Region annotation items:
------------------------------------------------------------------------

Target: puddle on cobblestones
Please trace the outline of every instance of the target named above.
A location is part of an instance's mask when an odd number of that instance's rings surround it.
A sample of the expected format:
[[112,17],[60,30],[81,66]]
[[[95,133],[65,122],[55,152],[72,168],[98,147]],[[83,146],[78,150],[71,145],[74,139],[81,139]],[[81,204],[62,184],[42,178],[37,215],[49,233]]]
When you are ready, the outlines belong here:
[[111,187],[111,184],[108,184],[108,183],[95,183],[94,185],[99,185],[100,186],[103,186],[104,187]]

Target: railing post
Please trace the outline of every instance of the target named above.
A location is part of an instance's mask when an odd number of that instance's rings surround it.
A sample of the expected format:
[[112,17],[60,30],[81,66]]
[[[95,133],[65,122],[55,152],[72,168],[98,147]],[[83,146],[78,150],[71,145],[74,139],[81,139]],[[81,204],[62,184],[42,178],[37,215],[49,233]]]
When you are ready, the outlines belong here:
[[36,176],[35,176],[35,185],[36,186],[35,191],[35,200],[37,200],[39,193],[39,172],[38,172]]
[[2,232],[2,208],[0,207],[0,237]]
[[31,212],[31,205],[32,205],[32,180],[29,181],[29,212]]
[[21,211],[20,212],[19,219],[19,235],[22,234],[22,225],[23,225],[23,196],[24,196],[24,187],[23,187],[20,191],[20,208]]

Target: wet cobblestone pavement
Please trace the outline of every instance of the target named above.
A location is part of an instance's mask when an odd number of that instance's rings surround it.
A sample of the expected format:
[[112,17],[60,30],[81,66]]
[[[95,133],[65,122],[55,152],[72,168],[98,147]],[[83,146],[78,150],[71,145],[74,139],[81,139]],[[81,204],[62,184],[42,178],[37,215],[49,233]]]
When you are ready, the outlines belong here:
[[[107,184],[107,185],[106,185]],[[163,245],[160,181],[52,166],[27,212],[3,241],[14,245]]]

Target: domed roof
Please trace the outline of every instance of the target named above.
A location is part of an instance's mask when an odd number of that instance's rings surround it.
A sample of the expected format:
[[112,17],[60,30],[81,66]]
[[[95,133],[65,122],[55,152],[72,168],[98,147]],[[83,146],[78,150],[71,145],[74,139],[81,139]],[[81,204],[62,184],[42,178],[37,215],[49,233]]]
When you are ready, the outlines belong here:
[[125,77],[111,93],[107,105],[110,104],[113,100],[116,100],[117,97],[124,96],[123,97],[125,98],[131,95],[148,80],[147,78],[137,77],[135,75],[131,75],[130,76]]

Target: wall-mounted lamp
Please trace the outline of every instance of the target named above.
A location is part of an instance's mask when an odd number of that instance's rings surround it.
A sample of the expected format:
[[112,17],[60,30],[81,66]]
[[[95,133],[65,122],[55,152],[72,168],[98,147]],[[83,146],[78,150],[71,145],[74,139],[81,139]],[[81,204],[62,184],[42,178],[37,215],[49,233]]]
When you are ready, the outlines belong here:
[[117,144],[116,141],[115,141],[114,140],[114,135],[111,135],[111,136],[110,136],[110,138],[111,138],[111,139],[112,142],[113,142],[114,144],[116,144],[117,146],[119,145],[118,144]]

------------------------------------------------------------------------

- _Work to complete_
Arrange all the lines of the items above as one numbered list, leaving out any blank lines.

- _Expected answer_
1. Target: puddle on cobblestones
2. Please trace the outline of every instance of the target named above.
3. A location is part of an instance's mask when an odd number of that instance's rings surround it.
4. A sample of the expected format:
5. [[112,17],[60,30],[81,66]]
6. [[[95,133],[65,122],[55,152],[72,168],[98,147]],[[83,146],[78,150],[71,145],[74,139],[81,139]],[[81,204],[62,184],[42,178],[37,215],[49,233]]]
7. When you are ready, the outlines belong here:
8. [[111,187],[111,184],[108,184],[108,183],[95,183],[94,185],[99,185],[100,186],[103,186],[104,187]]
9. Target: railing post
10. Please trace the outline of every instance of the target named above.
11. A location is part of an instance's mask when an odd number of that instance's rings surround it.
12. A sample of the expected format:
13. [[112,17],[60,30],[81,66]]
14. [[[95,133],[65,122],[55,152],[72,168],[98,147]],[[83,146],[78,150],[71,145],[74,139],[81,139]],[[81,204],[62,184],[42,178],[37,215],[49,233]]]
15. When you are ready, the outlines belong here:
16. [[36,176],[35,176],[35,185],[36,186],[35,191],[35,200],[37,200],[39,193],[39,172],[38,172]]
17. [[2,232],[2,208],[0,207],[0,237]]
18. [[31,212],[31,205],[32,205],[32,180],[29,181],[29,212]]
19. [[21,211],[20,212],[19,219],[19,235],[22,234],[22,225],[23,225],[23,196],[24,196],[24,187],[23,187],[20,191],[20,208]]
20. Target: wet cobblestone pavement
21. Please trace the outline of every instance of the target named above.
22. A location is part of an instance's mask when an odd number of that instance's rings surround it.
23. A sample of the expected format:
24. [[112,17],[60,30],[81,66]]
25. [[[95,133],[65,122],[55,152],[72,168],[98,147]],[[83,146],[78,150],[71,145],[74,139],[81,139]],[[81,204],[62,184],[42,178],[37,215],[49,233]]]
26. When you are ready, the outlines belong here:
27. [[[107,184],[107,185],[106,185]],[[163,245],[160,181],[52,166],[27,212],[3,241],[14,245]]]
28. Target: domed roof
29. Please trace the outline of every instance of the target named above.
30. A location is part of an instance's mask when an odd number of that instance's rings surround it.
31. A sample of the expected format:
32. [[112,17],[60,30],[81,66]]
33. [[[95,133],[65,122],[55,152],[72,168],[98,147]],[[83,146],[78,150],[71,145],[74,139],[81,139]],[[81,204],[62,184],[42,178],[37,215],[49,233]]]
34. When you are ready, the outlines belong here:
35. [[125,77],[111,93],[107,105],[110,104],[113,100],[116,100],[117,97],[124,96],[123,97],[125,98],[131,95],[148,80],[147,78],[137,77],[135,75],[131,75],[130,76]]
36. Target: wall-mounted lamp
37. Please trace the outline of every instance of the target named above.
38. A location is part of an instance's mask when an odd number of that instance's rings surround it.
39. A sample of the expected format:
40. [[112,17],[60,30],[81,66]]
41. [[[95,133],[65,122],[55,152],[72,168],[98,147]],[[83,146],[78,150],[71,145],[74,139],[81,139]],[[81,204],[62,184],[42,178],[37,215],[49,233]]]
42. When you are ready, the outlines belong here:
43. [[117,144],[116,141],[115,141],[114,140],[114,135],[111,135],[111,136],[110,136],[110,138],[111,138],[111,139],[112,142],[113,142],[114,144],[116,144],[117,146],[119,145],[118,144]]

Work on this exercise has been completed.